▶ TASKS TO CARRY OUT:
[a] List each ground for non-liability that the defendant asserts in the Schram v. Plym opinion.
[b] From the Schram v. Plym opinion, return the passage that opens with the words containing "The plaintiff seeks" and closes with "loan or debt.".
[c] Carry the Schram v. Plym opinion forward, writing what comes after its final sentence.

Schram v. Plym

RAYMOND, District Judge.

The plaintiff seeks to recover $1,000 on an assessment made by the comptroller of the •currency upon defendant as a stockholder in the bank of which plaintiff is receiver. A certificate for 10 shares of the capital stock of the Guardian National Bank of Commerce of Detroit (hereinafter called the Guardian Bank) was issued to defendant on December 31, 1931, to qualify him as a director. He continued as director until January 11, 1933. During this period and until the appointment of the receiver, the stock ledger book of the bank recorded defendant as the owner of these shares. On January 16, 1932, he subscribed to the statutory oath required of directors reciting therein that he was the owner in good faith and in his own right of 10 shares of the capital stock of the bank and that the same was not hypothecated or in any way pledged as security for any loan or debt.

Defendant now asserts as ground for non-liability that he is not now and never has been the owner in his own right of any stock in the bank; that if any stock stood in his name it had been transferred and the certificate delivered on March 22, 1982, more than one year before the bank closed; that he ceased to be a director on January 11, 1933, and could not thereafter hold the qualifying shares; and that he had done every act possible to effect a lawful transfer of the stock of the Guardian Bank from his name more than sixty days prior to the date of the failure of the bank to meet its obligations.

▶ DATA EXTRACT:
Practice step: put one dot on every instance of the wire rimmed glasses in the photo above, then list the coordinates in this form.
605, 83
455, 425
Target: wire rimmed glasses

▶ EXPECTED RESULTS:
[a]
1. He is not now and never has been the owner in his own right of any stock in the bank.
2. Any stock that stood in his name had been transferred, and the certificate delivered, more than one year before the bank closed.
3. He ceased to be a director on January 11, 1933, and could not thereafter hold the qualifying shares.
4. He had done every act possible to effect a lawful transfer of the Guardian Bank stock from his name more than sixty days before the bank failed to meet its obligations.

[b]
The plaintiff seeks to recover $1,000 on an assessment made by the comptroller of the •currency upon defendant as a stockholder in the bank of which plaintiff is receiver. A certificate for 10 shares of the capital stock of the Guardian National Bank of Commerce of Detroit (hereinafter called the Guardian Bank) was issued to defendant on December 31, 1931, to qualify him as a director. He continued as director until January 11, 1933. During this period and until the appointment of the receiver, the stock ledger book of the bank recorded defendant as the owner of these shares. On January 16, 1932, he subscribed to the statutory oath required of directors reciting therein that he was the owner in good faith and in his own right of 10 shares of the capital stock of the bank and that the same was not hypothecated or in any way pledged as security for any loan or debt.

[c]
The controlling facts have been stipulated by the parties. Detailed recital thereof is unnecessary here. All the stock of the Guardian Bank, consisting of 100,000' shares of the par value of $100 each, was registered upon the stock books of the bank in the name of the Guardian Detroit Union Group, Inc. (hereinafter called Guardian Group), as owner, with the exception of the qualifying shares issued to officers and directors of the Guardian Bank. Upon Plym’s election as director of that bank, he was required to surrender 50 shares of his stock in the Guardian Group and there were then issued to him 10 shares of the stock of the Guardian Bank. He was required to execute an assignment to the Guardian Group of the 10 shares and of any dividends that might accrue thereon, and to deposit them with the Union Guardian Trust Company (hereinafter called the Trust Company) as trustee, for the purpose of making an agreed re-exchange upon the termination of his directorship. The Guardian Group deposited the 50 shares of stock with the Trust Company as depositary to be held for exchange for the 10 shares of'stock of the Guardian Bank upon the termination of the directorship. Under the terms of the depositary agreement, all dividends upon the Guardian Group stock were to be paid direct to defendant, and all the defendant’s rights to receive dividends upon the 10 shares of stock were assigned to the Guardian Group. The obvious purpose of this and many other similar arrangements was to place the control of a considerable group of banks entirely in-the hands of the Guardian Group, and also to obstruct or avoid enforcement of the individual statutory liability of stockholders in event of failure. It cannot be plausibly contended that defendant was unaware of the plan or of its purposes.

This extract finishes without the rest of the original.